Your assignment >>
Below are entries; copy exactly the lines from the one with "of the calm" through the one with "of the saddle", both included, and leave out the rest.

Data shown >>

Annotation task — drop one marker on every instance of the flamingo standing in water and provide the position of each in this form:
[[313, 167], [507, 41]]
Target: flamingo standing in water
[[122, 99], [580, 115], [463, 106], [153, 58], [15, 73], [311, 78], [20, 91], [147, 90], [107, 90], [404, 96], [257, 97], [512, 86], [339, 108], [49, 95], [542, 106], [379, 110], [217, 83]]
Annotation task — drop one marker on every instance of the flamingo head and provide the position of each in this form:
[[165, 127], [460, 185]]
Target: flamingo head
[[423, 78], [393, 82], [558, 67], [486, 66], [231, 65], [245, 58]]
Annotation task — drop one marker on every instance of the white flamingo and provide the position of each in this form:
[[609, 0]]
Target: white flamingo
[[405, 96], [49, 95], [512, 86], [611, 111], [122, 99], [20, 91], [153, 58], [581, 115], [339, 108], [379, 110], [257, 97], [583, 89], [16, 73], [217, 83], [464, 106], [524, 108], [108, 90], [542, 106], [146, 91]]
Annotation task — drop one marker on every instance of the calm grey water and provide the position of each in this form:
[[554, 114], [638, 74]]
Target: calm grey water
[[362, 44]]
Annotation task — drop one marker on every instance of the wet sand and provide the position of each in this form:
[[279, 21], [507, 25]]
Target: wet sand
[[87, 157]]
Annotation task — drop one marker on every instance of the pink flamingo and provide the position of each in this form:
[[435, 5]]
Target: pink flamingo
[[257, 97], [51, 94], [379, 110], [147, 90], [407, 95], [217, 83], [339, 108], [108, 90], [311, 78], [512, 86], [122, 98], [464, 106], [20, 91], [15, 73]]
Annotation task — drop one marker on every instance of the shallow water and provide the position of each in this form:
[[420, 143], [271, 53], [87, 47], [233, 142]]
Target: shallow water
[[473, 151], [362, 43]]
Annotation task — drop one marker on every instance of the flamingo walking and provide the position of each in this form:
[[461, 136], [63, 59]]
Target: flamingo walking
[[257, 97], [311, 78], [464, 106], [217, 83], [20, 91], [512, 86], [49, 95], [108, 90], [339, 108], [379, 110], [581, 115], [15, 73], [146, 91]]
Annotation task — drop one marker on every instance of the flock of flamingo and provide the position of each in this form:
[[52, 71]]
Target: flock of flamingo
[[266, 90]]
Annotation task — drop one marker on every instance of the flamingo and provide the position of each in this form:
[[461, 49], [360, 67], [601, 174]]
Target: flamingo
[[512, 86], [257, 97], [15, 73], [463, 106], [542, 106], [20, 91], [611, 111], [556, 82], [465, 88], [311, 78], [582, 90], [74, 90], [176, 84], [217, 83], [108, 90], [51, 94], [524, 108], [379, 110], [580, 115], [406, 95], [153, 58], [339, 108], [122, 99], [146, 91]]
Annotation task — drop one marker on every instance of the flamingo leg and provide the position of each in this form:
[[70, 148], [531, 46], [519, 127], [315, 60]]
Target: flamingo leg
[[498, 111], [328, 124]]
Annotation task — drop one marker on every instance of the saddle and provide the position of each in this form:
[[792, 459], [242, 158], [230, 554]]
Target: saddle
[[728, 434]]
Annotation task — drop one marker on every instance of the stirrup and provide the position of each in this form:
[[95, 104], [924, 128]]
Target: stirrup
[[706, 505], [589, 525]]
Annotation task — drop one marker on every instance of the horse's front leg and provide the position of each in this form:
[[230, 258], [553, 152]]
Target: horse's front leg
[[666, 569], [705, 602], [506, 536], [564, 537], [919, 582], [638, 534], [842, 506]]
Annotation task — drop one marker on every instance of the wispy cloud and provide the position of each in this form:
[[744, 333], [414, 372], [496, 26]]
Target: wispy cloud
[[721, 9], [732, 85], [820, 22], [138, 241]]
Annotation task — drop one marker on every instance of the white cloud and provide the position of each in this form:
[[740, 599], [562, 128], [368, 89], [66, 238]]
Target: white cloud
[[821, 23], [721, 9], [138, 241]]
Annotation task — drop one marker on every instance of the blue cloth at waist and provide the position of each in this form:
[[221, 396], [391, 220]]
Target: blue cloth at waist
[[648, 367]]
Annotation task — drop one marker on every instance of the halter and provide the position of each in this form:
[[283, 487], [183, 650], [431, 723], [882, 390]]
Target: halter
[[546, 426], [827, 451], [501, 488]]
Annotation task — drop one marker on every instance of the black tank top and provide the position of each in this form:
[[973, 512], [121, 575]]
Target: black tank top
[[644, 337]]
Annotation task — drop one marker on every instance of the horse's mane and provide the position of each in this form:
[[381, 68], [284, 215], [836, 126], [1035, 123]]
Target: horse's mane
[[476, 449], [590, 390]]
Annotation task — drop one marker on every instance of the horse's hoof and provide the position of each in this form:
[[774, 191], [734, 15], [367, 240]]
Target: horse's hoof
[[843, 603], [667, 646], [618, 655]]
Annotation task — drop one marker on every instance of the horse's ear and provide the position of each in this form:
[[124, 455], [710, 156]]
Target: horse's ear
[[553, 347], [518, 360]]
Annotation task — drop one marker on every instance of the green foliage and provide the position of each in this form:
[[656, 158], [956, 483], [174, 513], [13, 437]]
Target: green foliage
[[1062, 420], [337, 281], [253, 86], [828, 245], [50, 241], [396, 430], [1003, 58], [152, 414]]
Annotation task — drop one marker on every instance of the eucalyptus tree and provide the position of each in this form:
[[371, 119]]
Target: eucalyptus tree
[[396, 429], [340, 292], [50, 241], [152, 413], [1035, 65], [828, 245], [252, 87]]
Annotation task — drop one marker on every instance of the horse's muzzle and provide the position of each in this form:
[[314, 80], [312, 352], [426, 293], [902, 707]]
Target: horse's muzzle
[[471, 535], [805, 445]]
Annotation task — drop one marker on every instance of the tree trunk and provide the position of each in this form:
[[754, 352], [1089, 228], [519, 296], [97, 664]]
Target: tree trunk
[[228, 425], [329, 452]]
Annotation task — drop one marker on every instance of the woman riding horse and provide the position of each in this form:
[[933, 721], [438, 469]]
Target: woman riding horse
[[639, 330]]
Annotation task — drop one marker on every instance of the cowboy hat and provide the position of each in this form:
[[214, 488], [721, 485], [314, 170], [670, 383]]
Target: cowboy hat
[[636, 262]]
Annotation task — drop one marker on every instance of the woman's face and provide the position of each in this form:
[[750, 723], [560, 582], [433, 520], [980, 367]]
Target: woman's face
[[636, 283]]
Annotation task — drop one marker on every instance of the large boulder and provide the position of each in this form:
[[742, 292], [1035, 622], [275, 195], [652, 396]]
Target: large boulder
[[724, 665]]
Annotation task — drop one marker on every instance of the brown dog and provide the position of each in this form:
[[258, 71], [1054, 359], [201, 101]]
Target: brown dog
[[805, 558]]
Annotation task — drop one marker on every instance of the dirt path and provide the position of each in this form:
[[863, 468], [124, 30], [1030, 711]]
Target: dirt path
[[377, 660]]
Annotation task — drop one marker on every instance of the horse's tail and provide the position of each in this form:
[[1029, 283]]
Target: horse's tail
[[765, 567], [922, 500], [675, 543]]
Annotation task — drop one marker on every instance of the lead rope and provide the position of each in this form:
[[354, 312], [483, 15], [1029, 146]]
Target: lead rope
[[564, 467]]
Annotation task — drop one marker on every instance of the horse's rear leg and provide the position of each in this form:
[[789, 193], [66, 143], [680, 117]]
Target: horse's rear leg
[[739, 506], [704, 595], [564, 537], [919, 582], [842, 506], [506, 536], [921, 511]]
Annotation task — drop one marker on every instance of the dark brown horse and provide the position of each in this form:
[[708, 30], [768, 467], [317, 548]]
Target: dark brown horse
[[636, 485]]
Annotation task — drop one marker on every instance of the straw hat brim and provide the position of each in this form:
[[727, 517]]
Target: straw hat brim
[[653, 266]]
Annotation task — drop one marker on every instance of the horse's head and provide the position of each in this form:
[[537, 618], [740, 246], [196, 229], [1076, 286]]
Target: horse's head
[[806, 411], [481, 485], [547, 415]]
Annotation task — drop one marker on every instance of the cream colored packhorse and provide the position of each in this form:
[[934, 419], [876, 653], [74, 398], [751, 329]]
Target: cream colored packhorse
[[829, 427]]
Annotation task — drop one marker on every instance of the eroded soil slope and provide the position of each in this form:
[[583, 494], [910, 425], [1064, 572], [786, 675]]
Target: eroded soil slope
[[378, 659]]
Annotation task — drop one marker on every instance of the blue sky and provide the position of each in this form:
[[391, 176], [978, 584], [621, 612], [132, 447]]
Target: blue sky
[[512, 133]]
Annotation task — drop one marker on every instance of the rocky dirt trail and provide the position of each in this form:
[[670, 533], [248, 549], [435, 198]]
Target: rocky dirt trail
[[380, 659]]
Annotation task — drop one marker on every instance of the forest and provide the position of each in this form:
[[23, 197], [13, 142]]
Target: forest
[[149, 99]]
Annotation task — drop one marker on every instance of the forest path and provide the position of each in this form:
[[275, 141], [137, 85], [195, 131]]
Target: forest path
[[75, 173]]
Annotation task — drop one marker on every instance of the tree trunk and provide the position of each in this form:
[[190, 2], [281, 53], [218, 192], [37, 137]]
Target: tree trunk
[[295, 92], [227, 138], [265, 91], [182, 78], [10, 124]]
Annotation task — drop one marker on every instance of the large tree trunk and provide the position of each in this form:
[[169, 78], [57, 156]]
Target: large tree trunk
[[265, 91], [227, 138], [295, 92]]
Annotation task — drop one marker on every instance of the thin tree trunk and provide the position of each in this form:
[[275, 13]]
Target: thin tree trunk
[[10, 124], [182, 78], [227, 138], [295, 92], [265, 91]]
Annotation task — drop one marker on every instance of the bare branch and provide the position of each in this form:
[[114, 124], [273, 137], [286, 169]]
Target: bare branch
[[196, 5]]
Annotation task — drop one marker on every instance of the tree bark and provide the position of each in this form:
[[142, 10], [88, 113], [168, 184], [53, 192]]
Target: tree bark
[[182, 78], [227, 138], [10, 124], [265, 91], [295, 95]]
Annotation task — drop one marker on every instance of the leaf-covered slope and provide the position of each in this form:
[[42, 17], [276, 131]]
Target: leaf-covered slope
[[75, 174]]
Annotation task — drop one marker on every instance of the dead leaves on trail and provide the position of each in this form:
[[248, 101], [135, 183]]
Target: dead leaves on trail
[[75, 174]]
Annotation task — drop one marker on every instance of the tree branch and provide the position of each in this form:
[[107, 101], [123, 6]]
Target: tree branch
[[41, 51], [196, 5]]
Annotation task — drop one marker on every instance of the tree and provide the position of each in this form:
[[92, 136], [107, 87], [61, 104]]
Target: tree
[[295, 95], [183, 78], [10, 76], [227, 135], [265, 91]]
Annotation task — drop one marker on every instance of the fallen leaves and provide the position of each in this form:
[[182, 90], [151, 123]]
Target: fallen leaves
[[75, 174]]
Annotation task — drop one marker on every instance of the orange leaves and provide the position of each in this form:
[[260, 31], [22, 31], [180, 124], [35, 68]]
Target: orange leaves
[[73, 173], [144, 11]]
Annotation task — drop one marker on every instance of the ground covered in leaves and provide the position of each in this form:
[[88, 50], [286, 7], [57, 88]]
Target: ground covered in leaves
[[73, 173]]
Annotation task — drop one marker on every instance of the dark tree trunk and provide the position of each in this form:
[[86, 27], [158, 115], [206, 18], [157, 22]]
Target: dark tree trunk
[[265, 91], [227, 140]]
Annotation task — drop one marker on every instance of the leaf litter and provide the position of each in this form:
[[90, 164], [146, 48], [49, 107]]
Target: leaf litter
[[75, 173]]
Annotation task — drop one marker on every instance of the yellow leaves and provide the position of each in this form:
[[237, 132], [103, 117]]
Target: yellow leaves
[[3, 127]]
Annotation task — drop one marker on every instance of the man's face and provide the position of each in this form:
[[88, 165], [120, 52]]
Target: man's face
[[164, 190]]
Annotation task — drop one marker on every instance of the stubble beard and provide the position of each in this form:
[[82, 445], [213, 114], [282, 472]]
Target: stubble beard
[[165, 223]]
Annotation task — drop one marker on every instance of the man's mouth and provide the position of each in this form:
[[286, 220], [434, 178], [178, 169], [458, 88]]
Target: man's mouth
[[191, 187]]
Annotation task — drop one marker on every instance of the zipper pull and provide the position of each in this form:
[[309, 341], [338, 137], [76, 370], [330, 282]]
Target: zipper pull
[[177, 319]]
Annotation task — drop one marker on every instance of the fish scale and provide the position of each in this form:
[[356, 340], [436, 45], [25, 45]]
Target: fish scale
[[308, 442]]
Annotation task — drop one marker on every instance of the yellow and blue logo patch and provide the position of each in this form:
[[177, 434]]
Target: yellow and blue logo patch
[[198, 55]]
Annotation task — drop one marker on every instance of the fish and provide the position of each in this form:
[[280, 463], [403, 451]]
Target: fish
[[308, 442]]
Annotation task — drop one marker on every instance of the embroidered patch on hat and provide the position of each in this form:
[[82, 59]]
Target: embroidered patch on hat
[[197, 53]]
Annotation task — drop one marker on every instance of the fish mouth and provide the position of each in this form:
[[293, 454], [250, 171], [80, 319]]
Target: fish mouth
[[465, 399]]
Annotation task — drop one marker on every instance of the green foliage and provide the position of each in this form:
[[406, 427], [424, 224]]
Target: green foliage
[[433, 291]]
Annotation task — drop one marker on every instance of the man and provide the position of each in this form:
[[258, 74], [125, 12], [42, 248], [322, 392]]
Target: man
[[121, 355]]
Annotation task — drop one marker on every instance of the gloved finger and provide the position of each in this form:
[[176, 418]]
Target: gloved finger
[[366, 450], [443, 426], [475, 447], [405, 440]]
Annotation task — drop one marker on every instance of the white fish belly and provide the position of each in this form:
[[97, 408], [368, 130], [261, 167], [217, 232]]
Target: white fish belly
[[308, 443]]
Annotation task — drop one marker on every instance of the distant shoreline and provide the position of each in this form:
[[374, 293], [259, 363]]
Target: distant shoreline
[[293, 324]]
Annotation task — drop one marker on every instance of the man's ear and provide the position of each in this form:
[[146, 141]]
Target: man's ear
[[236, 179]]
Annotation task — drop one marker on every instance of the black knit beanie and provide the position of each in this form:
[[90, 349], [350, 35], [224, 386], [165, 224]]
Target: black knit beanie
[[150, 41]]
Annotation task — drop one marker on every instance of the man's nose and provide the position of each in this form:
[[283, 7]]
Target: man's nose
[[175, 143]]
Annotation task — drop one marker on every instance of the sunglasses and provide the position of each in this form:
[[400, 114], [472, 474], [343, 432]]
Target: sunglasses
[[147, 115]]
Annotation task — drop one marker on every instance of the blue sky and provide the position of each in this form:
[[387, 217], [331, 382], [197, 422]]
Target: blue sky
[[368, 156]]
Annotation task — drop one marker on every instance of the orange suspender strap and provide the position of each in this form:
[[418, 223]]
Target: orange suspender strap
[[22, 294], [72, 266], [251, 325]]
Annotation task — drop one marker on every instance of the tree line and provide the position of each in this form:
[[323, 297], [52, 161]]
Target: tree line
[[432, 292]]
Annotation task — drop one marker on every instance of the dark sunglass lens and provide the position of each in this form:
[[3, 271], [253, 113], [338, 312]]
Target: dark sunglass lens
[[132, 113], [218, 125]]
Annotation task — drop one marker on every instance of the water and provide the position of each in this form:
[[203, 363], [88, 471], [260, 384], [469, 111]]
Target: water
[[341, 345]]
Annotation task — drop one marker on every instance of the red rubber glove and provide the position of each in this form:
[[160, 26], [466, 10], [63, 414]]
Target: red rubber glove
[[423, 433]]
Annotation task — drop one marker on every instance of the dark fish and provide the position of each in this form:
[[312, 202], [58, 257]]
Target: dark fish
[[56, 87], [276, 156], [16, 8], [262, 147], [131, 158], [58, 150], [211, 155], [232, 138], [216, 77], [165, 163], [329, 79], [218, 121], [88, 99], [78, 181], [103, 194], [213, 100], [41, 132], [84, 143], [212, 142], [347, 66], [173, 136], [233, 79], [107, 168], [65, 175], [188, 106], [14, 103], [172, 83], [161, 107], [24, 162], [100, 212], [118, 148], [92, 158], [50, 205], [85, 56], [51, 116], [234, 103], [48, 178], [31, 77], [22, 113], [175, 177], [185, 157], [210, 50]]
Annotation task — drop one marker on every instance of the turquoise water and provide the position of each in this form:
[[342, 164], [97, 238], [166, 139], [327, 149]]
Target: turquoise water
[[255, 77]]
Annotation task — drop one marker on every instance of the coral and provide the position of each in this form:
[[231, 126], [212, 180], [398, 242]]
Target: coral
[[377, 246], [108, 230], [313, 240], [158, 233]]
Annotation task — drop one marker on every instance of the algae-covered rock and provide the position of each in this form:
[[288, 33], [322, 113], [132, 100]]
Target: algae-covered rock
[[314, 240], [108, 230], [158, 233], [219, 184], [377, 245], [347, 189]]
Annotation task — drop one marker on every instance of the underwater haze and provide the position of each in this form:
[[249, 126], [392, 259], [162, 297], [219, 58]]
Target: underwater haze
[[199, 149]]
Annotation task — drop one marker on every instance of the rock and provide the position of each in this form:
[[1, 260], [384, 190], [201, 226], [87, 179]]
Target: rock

Reply >>
Annotation task — drop one marker on every instance of the calm grey water and provide the position of each in this form:
[[554, 114], [638, 74]]
Target: calm grey water
[[362, 44]]
Annotation task — drop one marker on every instance of the wet sand and provide the position of each in this form:
[[279, 21], [507, 25]]
Target: wet sand
[[87, 157]]
Annotation task — drop one marker on every instance of the pink flamingo and provide the position of each in this form:
[[435, 5]]
Target: pink flamingo
[[257, 97], [51, 94], [379, 110], [147, 90], [407, 95], [217, 83], [339, 108], [108, 90], [311, 78], [512, 86], [122, 98], [464, 106], [20, 91], [15, 73]]
Annotation task — drop one marker on every instance of the shallow water and provide the position of each in this form:
[[420, 143], [271, 53], [87, 47], [233, 142]]
Target: shallow water
[[473, 151], [362, 43]]
Annotation task — drop one marker on every instance of the flamingo walking and provide the position of each in this form:
[[461, 136], [63, 59]]
Target: flamingo walking
[[257, 97], [311, 78], [464, 106], [217, 83], [20, 91], [512, 86], [49, 95], [108, 90], [339, 108], [379, 110], [581, 115], [15, 73], [146, 91]]
Annotation task — drop one marker on every instance of the flock of flamingo and provide the position of each in this form:
[[52, 71]]
Target: flock of flamingo
[[266, 90]]
Annotation task — drop one marker on every instance of the flamingo and provide the position of each in this form:
[[461, 49], [360, 67], [601, 174]]
Target: flamingo
[[512, 86], [257, 97], [15, 73], [463, 106], [542, 106], [20, 91], [611, 111], [556, 82], [465, 88], [311, 78], [582, 90], [74, 90], [176, 84], [217, 83], [108, 90], [51, 94], [524, 108], [379, 110], [580, 115], [406, 95], [153, 58], [339, 108], [122, 99], [146, 91]]
Annotation task — drop one marker on every instance of the flamingo leg and provide the position of each in this form:
[[70, 148], [531, 46], [519, 127], [315, 60]]
Target: flamingo leg
[[498, 111], [328, 124]]
Annotation task — drop one marker on every instance of the saddle and provide the position of each in this form:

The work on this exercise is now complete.